> What to produce:
Format every line of the records below as a Markdown table with the columns "Row" and "Line", numbering the rows in order and omitting blank lines. Exclude the pictures from the table.

Image point annotation records:

+ + +

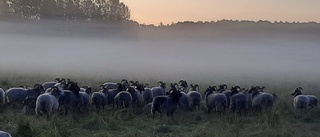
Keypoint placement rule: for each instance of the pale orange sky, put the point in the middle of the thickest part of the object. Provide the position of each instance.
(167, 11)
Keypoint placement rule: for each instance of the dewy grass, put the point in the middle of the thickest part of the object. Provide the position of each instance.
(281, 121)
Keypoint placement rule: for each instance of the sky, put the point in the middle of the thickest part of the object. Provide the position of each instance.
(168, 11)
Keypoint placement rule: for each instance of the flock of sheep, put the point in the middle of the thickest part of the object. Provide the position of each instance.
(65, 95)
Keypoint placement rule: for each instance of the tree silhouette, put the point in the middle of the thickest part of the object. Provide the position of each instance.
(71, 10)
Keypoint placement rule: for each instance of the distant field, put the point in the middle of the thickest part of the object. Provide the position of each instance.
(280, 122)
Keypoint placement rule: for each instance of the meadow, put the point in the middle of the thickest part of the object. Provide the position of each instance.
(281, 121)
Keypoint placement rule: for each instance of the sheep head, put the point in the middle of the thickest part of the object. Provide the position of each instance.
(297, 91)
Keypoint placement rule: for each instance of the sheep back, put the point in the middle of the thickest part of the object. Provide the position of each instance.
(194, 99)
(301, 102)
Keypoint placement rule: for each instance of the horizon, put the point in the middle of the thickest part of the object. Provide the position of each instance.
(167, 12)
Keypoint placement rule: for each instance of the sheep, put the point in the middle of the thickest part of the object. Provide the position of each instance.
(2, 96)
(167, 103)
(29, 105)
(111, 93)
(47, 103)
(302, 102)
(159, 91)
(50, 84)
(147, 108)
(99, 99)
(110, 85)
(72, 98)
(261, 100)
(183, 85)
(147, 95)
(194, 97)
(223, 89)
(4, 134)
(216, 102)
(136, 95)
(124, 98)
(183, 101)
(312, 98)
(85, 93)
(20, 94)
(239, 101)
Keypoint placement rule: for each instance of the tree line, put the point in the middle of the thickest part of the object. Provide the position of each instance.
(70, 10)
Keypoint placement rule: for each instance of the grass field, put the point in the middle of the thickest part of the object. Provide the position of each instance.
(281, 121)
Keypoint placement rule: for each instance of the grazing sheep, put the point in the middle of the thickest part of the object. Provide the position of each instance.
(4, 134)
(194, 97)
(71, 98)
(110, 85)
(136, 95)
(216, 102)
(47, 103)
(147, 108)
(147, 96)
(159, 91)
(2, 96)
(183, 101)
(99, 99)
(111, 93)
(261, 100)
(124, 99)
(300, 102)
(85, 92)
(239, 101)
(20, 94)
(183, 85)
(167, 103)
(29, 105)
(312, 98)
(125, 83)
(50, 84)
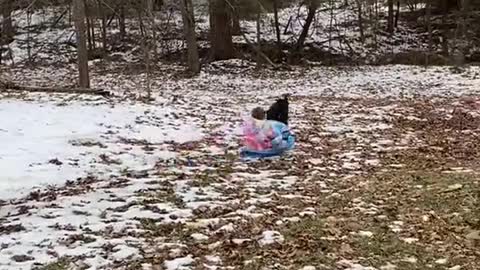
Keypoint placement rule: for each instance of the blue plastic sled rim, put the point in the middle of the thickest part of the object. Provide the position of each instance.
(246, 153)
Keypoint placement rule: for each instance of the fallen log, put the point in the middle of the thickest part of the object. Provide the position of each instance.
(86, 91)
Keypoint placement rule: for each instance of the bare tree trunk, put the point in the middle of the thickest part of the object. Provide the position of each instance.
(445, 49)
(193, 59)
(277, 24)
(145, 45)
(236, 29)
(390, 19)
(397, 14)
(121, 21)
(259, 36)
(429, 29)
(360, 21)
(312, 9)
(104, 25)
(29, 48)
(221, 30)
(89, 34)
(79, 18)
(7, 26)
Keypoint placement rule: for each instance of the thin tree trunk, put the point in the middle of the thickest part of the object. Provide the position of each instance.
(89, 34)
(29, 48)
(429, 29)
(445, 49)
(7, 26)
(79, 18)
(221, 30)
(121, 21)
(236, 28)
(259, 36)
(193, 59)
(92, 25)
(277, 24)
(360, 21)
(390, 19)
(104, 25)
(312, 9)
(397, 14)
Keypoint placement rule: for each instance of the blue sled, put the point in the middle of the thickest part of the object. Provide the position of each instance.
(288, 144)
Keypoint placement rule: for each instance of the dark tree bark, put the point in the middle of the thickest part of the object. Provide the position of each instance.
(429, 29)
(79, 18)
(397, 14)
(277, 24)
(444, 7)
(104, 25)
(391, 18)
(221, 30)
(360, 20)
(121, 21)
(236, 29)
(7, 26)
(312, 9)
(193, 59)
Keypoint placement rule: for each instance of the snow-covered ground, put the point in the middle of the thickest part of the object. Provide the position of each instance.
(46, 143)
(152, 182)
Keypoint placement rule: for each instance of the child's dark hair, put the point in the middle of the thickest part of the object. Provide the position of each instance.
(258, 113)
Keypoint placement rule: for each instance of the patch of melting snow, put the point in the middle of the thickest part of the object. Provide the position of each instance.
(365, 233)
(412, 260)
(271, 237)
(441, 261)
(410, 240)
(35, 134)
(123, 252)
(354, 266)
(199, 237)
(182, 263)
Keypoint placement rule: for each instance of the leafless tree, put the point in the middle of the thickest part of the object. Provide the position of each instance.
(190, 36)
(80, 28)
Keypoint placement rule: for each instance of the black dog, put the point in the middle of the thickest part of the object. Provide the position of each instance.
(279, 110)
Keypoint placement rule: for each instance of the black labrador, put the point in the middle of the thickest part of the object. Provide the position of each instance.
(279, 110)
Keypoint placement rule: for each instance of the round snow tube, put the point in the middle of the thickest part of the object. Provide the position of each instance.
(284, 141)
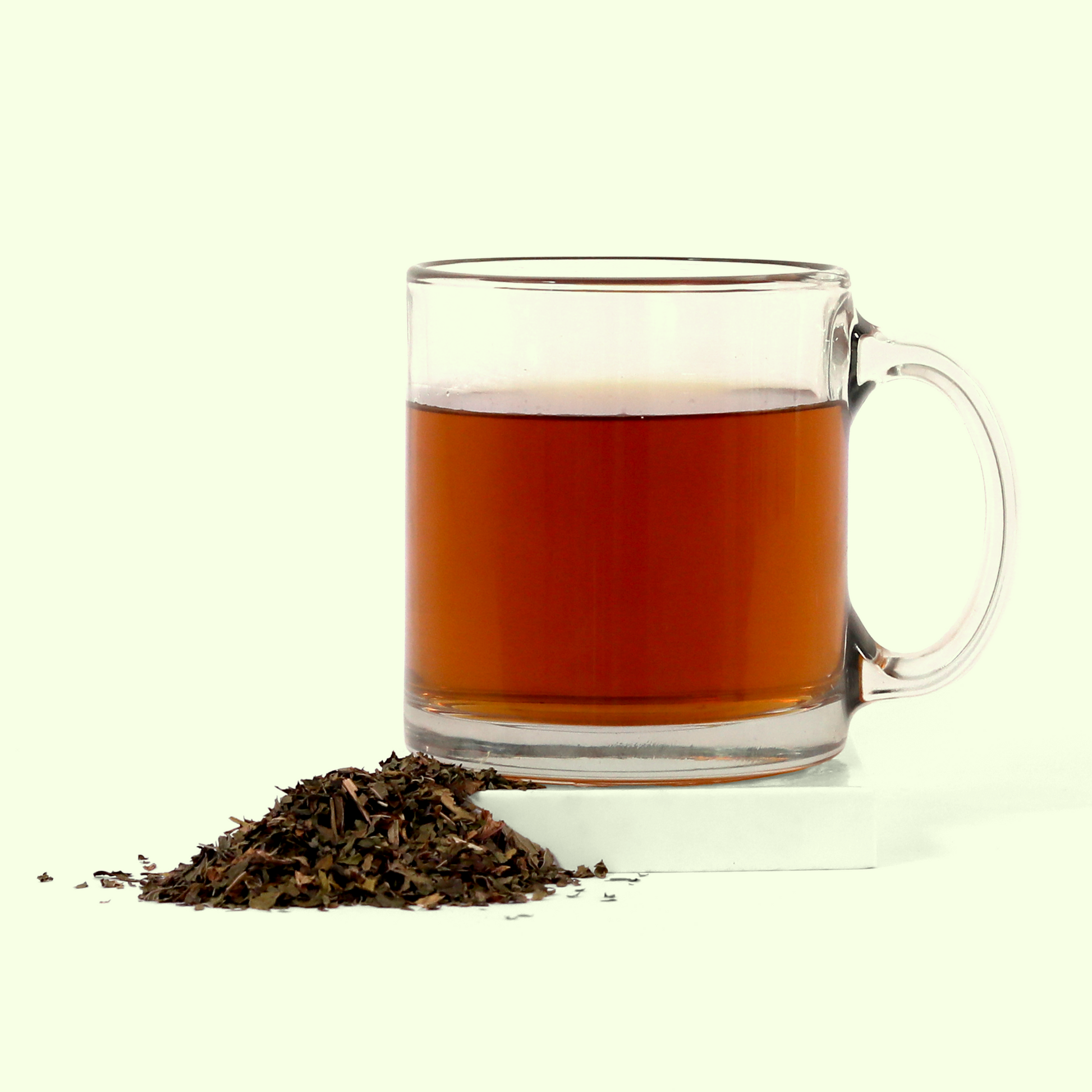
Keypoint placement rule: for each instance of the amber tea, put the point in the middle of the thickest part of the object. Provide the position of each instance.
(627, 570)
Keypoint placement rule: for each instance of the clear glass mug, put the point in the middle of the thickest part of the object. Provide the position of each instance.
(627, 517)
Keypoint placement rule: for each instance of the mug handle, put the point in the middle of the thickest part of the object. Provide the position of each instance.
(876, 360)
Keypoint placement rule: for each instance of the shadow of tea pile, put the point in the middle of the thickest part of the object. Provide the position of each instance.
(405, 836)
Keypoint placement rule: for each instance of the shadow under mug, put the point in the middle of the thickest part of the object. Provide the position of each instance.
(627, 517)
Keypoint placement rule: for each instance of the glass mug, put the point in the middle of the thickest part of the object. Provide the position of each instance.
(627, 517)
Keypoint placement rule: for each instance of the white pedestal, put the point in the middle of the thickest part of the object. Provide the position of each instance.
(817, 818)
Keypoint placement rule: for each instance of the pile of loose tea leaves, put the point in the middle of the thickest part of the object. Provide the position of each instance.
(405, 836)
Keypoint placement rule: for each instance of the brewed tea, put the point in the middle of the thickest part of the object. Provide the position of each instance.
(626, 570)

+ + +

> Exercise answer:
| Row | Line |
|---|---|
| 1 | Keypoint placement rule: for each instance of the pale orange sky, put the point in the middle of the thickest part of the object. Provide the position of each instance. |
| 2 | (167, 11) |
| 3 | Keypoint placement rule: for each instance of the dewy grass, put the point in the middle of the thickest part of the object. Provide the position of each instance. |
| 4 | (281, 121) |
| 5 | Keypoint placement rule: for each instance of the sky, put the point in the middle of the thickest part of the object. Provide the position of each instance. |
| 6 | (168, 11) |
| 7 | Keypoint placement rule: for each instance of the flock of sheep, put the point in the middle of the thickest part of the object. Provide the position of each instance. |
| 8 | (65, 95) |
| 9 | Keypoint placement rule: for each instance of the tree silhouette, put the point in the middle of the thickest part of the object. Provide the position of each instance. |
| 10 | (71, 10) |
| 11 | Keypoint placement rule: for each instance of the distant field, put the point in the middle of the thickest part of the object. Provide the position of each instance. |
| 12 | (280, 122) |
| 13 | Keypoint placement rule: for each instance of the meadow, put the point in the middle of the thickest part of the object. Provide the position of each instance. |
| 14 | (281, 121) |
| 15 | Keypoint placement rule: for each instance of the sheep head, put the point in the middle of the thickest part of the object. Provide the position of each instance. |
| 16 | (297, 91) |
| 17 | Keypoint placement rule: for each instance of the sheep back, put the point in the middle of the thickest part of the object. Provide the position of each instance. |
| 18 | (194, 99) |
| 19 | (301, 102) |
| 20 | Keypoint placement rule: for each instance of the horizon, put the point in the middle of the thickest part of the object. Provide the position of each instance. |
| 21 | (167, 12) |
| 22 | Keypoint placement rule: for each instance of the sheep, put the point in the middle of the thickest part of the object. Provide the position of each instance. |
| 23 | (2, 96) |
| 24 | (167, 103) |
| 25 | (29, 105) |
| 26 | (111, 93) |
| 27 | (47, 103) |
| 28 | (302, 102) |
| 29 | (159, 91) |
| 30 | (50, 84) |
| 31 | (147, 108) |
| 32 | (99, 99) |
| 33 | (110, 85) |
| 34 | (72, 98) |
| 35 | (261, 100) |
| 36 | (183, 85) |
| 37 | (147, 95) |
| 38 | (194, 97) |
| 39 | (223, 89) |
| 40 | (4, 134) |
| 41 | (216, 102) |
| 42 | (136, 95) |
| 43 | (124, 98) |
| 44 | (183, 101) |
| 45 | (312, 98) |
| 46 | (85, 93) |
| 47 | (20, 94) |
| 48 | (239, 101) |
| 49 | Keypoint placement rule: for each instance of the tree line, put the point in the middle of the thickest part of the object. Provide the position of each instance. |
| 50 | (70, 10) |
| 51 | Keypoint placement rule: for each instance of the grass field, put the point in the middle of the thickest part of the object. Provide the position of each instance. |
| 52 | (281, 121) |
| 53 | Keypoint placement rule: for each instance of the grazing sheep, put the point in the middle of the thickest part of the object. Provide the position of each instance. |
| 54 | (4, 134) |
| 55 | (194, 97) |
| 56 | (71, 98) |
| 57 | (110, 85) |
| 58 | (136, 95) |
| 59 | (216, 102) |
| 60 | (47, 103) |
| 61 | (147, 108) |
| 62 | (147, 96) |
| 63 | (159, 91) |
| 64 | (2, 96) |
| 65 | (183, 101) |
| 66 | (99, 99) |
| 67 | (111, 93) |
| 68 | (261, 100) |
| 69 | (124, 99) |
| 70 | (300, 102) |
| 71 | (85, 92) |
| 72 | (239, 101) |
| 73 | (20, 94) |
| 74 | (183, 85) |
| 75 | (167, 103) |
| 76 | (29, 105) |
| 77 | (312, 98) |
| 78 | (125, 83) |
| 79 | (50, 84) |
| 80 | Keypoint placement rule: for each instance of the blue plastic sled rim, put the point in the middle of the thickest part of the object. Provide the position of each instance. |
| 81 | (246, 153) |
| 82 | Keypoint placement rule: for each instance of the fallen log, put the point in the middle of the thickest part of the object. Provide the position of each instance. |
| 83 | (86, 91) |
| 84 | Keypoint placement rule: for each instance of the bare tree trunk, put the point in the middle of the thickest part of the object. Provide the position of each instance. |
| 85 | (445, 49) |
| 86 | (193, 59) |
| 87 | (277, 24) |
| 88 | (145, 45) |
| 89 | (236, 29) |
| 90 | (390, 19) |
| 91 | (397, 14) |
| 92 | (121, 21) |
| 93 | (259, 36) |
| 94 | (429, 29) |
| 95 | (360, 21) |
| 96 | (312, 9) |
| 97 | (104, 25) |
| 98 | (29, 48) |
| 99 | (221, 30) |
| 100 | (89, 34) |
| 101 | (79, 18) |
| 102 | (7, 26) |
| 103 | Keypoint placement rule: for each instance of the thin tree trunk, put the point in the middle of the thickest part of the object. Provide the position of each instance. |
| 104 | (89, 34) |
| 105 | (29, 48) |
| 106 | (429, 29) |
| 107 | (445, 49) |
| 108 | (7, 26) |
| 109 | (79, 18) |
| 110 | (221, 30) |
| 111 | (121, 21) |
| 112 | (236, 28) |
| 113 | (259, 36) |
| 114 | (193, 59) |
| 115 | (92, 25) |
| 116 | (277, 24) |
| 117 | (360, 21) |
| 118 | (390, 19) |
| 119 | (104, 25) |
| 120 | (312, 9) |
| 121 | (397, 14) |
| 122 | Keypoint placement rule: for each instance of the blue sled, put the point in the middle of the thickest part of the object. Provide the position of each instance. |
| 123 | (288, 144) |
| 124 | Keypoint placement rule: for each instance of the dark tree bark, put the point in the middle of the thickest part of the object. Provide the position of each instance. |
| 125 | (429, 29) |
| 126 | (79, 18) |
| 127 | (397, 14) |
| 128 | (277, 24) |
| 129 | (444, 7) |
| 130 | (104, 25) |
| 131 | (391, 18) |
| 132 | (221, 30) |
| 133 | (360, 20) |
| 134 | (121, 21) |
| 135 | (236, 29) |
| 136 | (7, 26) |
| 137 | (312, 9) |
| 138 | (193, 59) |
| 139 | Keypoint placement rule: for each instance of the snow-covered ground, put the point in the middle of the thickest part of the object. Provide the position of each instance. |
| 140 | (46, 143) |
| 141 | (152, 182) |
| 142 | Keypoint placement rule: for each instance of the child's dark hair, put the point in the middle of the thickest part of the object. Provide the position of each instance. |
| 143 | (258, 113) |
| 144 | Keypoint placement rule: for each instance of the patch of melting snow, put the point in the middle of the thickest part of the object. Provide the position of each instance. |
| 145 | (365, 233) |
| 146 | (412, 260) |
| 147 | (271, 237) |
| 148 | (441, 261) |
| 149 | (410, 240) |
| 150 | (35, 134) |
| 151 | (123, 252) |
| 152 | (354, 266) |
| 153 | (199, 237) |
| 154 | (182, 263) |
| 155 | Keypoint placement rule: for each instance of the leafless tree, put the point in the middle of the thickest part of the object. Provide the position of each instance. |
| 156 | (190, 36) |
| 157 | (80, 28) |
| 158 | Keypoint placement rule: for each instance of the black dog, put the point in the middle of the thickest part of the object. Provide the position of each instance. |
| 159 | (279, 110) |
| 160 | Keypoint placement rule: for each instance of the black labrador, put the point in the middle of the thickest part of the object. Provide the position of each instance. |
| 161 | (279, 110) |
| 162 | Keypoint placement rule: for each instance of the round snow tube, put the point in the middle of the thickest part of the object. Provide the position of each instance. |
| 163 | (284, 141) |
| 164 | Keypoint placement rule: for each instance of the amber tea, put the point in the middle of the thickest part of the object. Provide the position of each instance. |
| 165 | (627, 570) |
| 166 | Keypoint placement rule: for each instance of the clear glass mug, put the point in the middle of the thickest part of the object. Provide the position of each instance. |
| 167 | (627, 517) |
| 168 | Keypoint placement rule: for each instance of the mug handle, put the point in the middle of the thickest part of the object. Provide the position of each instance. |
| 169 | (876, 360) |
| 170 | Keypoint placement rule: for each instance of the shadow of tea pile, put the point in the middle of the thickest part of the object. Provide the position of each instance. |
| 171 | (405, 836) |
| 172 | Keypoint placement rule: for each instance of the shadow under mug, put the point in the middle of the thickest part of the object. Provide the position of each instance. |
| 173 | (627, 517) |
| 174 | Keypoint placement rule: for each instance of the glass mug, put the point in the middle of the thickest part of the object. Provide the position of each instance. |
| 175 | (627, 517) |
| 176 | Keypoint placement rule: for each instance of the white pedestal, put the point in the middle of the thickest part of the object. Provide the position of each instance. |
| 177 | (817, 818) |
| 178 | Keypoint placement rule: for each instance of the pile of loose tea leaves, put the point in the middle of the thickest part of the object. Provide the position of each instance. |
| 179 | (405, 836) |
| 180 | Keypoint placement rule: for each instance of the brewed tea, put the point in the middle of the thickest part of the object. Provide the position of each instance. |
| 181 | (626, 570) |